### Assignment
Copy every line of the records that includes the word "statue".
*** Data shown
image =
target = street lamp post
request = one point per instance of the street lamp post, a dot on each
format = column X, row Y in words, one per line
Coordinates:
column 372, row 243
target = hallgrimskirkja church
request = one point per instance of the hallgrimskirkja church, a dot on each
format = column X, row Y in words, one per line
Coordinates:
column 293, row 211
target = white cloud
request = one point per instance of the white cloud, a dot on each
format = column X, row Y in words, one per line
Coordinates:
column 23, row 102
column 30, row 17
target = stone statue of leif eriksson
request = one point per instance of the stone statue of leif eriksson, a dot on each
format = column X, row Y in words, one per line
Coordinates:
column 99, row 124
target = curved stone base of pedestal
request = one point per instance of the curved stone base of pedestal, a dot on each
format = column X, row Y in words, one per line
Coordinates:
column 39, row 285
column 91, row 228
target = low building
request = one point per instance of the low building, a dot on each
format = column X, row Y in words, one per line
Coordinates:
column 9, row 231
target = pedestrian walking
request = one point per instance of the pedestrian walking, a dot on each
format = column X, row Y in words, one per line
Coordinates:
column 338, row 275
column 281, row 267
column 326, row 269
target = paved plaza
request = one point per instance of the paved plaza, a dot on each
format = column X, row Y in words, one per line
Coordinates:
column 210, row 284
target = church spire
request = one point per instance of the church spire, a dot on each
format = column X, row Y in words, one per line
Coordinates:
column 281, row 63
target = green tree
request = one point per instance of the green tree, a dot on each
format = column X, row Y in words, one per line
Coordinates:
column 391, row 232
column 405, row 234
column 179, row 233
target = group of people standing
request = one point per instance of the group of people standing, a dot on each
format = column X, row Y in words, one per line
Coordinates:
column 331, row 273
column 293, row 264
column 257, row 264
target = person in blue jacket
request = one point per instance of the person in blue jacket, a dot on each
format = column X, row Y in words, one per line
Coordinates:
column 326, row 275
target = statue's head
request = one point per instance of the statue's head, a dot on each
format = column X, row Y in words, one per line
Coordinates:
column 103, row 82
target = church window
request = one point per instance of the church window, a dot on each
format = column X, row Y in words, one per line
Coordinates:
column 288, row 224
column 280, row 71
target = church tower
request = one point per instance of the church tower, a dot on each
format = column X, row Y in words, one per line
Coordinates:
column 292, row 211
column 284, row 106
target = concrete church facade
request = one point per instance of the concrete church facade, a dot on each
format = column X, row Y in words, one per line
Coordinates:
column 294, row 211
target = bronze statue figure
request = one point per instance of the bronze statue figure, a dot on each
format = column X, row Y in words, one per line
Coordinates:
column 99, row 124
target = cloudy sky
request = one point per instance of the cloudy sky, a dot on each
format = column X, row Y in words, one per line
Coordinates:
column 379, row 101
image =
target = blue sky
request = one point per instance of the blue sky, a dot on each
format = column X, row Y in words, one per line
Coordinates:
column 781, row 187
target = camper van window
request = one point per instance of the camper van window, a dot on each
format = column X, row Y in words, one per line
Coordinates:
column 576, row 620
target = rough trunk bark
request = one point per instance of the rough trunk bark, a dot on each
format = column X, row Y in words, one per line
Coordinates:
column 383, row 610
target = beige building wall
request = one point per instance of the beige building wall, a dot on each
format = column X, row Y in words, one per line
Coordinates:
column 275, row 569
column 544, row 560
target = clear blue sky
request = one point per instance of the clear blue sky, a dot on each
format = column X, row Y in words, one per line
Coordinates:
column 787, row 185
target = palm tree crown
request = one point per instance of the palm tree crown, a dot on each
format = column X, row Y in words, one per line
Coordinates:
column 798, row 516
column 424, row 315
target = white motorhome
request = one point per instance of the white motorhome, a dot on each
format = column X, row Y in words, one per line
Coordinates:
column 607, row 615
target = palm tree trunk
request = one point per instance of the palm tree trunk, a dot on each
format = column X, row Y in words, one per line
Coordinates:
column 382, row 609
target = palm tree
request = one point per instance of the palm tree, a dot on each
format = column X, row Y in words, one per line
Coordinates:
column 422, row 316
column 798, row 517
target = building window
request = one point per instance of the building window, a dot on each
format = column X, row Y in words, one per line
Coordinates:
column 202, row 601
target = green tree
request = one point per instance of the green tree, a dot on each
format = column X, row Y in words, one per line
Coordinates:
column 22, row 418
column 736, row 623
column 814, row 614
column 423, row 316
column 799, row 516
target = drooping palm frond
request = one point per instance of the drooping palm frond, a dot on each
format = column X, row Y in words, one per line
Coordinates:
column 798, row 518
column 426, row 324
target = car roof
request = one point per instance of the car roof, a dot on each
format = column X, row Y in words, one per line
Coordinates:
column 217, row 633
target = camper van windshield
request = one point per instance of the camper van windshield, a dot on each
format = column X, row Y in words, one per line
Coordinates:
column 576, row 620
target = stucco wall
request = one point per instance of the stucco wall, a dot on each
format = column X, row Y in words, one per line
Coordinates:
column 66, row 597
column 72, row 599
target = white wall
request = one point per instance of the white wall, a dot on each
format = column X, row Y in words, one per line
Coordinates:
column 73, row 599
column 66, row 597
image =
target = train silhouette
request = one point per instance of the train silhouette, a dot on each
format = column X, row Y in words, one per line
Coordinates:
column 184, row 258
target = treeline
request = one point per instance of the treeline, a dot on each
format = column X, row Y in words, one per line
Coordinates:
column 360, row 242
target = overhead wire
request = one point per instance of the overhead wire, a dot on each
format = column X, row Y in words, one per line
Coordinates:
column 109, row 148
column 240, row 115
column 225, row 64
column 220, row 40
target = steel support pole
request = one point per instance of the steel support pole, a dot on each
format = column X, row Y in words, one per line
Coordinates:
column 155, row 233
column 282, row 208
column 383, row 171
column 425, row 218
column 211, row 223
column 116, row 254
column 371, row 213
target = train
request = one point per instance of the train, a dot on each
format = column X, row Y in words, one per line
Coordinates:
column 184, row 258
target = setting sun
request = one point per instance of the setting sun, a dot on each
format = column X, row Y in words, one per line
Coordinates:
******
### Response box
target = stone statue of leif eriksson
request = one point per instance of the stone statue of leif eriksson, a dot on each
target = statue's head
request = one point per instance of the statue's head, a dot on each
target = bronze statue figure
request = one point per instance of the bronze statue figure, a dot on each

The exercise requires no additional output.